(Dataset items)
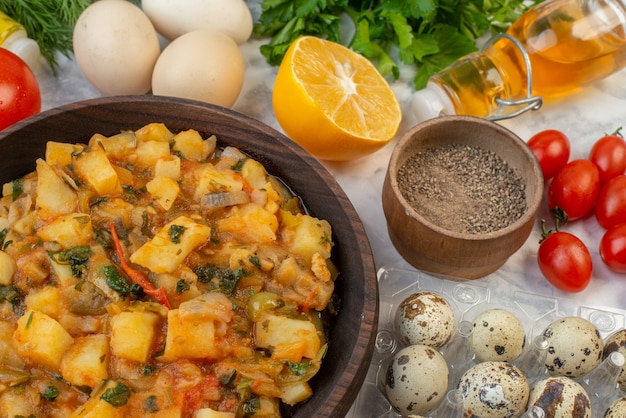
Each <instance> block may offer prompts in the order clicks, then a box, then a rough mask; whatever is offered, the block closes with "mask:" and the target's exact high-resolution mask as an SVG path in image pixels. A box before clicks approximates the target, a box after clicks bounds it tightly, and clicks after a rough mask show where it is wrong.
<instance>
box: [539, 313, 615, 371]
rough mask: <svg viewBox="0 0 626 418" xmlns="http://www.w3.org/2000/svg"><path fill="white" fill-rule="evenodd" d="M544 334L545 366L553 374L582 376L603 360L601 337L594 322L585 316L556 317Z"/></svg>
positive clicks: (602, 343) (603, 346) (592, 368)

* [Assignment]: Please print exactly the lines of the entries above, beginning with the line that contains "rough mask: <svg" and ending with the last line.

* [Answer for this exercise]:
rough mask: <svg viewBox="0 0 626 418" xmlns="http://www.w3.org/2000/svg"><path fill="white" fill-rule="evenodd" d="M544 334L545 366L553 374L582 376L603 360L601 337L594 322L585 316L556 317Z"/></svg>
positive clicks: (602, 343) (603, 346) (592, 368)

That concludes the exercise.